_Record extracts_
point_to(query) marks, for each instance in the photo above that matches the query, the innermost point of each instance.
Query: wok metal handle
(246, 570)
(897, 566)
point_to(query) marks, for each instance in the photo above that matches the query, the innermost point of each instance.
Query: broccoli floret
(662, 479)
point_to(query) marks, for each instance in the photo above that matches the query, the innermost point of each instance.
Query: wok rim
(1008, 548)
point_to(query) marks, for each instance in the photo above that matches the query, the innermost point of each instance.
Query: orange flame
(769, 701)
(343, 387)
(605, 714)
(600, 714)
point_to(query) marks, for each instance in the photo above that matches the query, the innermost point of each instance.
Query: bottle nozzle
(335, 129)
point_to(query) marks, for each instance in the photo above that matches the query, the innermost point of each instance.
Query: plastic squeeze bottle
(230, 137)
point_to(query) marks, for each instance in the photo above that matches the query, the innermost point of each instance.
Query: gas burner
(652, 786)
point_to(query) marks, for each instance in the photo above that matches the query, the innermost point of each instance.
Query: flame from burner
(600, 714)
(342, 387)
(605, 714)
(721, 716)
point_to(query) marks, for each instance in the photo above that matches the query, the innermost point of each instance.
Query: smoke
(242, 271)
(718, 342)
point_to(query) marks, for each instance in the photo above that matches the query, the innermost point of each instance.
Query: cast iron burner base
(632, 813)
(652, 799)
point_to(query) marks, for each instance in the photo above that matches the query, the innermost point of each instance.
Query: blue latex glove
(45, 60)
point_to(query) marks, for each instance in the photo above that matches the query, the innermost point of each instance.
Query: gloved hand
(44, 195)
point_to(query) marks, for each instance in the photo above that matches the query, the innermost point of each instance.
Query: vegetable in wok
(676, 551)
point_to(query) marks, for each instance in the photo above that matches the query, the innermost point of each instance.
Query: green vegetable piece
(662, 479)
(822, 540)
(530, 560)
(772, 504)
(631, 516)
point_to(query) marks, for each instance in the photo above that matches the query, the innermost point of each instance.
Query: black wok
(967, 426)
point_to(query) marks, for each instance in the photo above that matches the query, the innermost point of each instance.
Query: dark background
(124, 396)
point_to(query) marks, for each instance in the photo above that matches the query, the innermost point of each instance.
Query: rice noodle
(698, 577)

_Problem statement_
Return every line of the rows above that contains the word "bottle".

_Answer to the exercise_
Query: bottle nozzle
Query: plastic squeeze bottle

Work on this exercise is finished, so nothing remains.